BEGIN Excerpted records
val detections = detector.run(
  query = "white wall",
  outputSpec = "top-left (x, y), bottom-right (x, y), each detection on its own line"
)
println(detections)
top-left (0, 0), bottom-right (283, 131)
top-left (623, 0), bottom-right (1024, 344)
END Excerpted records
### Task goal
Resize every record by rewriting all of its lines, requests included, with each coordinate in the answers multiplied by 0.5 and rounded to a whole number, halves rounding up.

### Exercise output
val detections = detector.run(
  query = "white wall",
  outputSpec = "top-left (x, y), bottom-right (x, y), each detection on its own line"
)
println(detections)
top-left (0, 0), bottom-right (142, 66)
top-left (312, 0), bottom-right (512, 172)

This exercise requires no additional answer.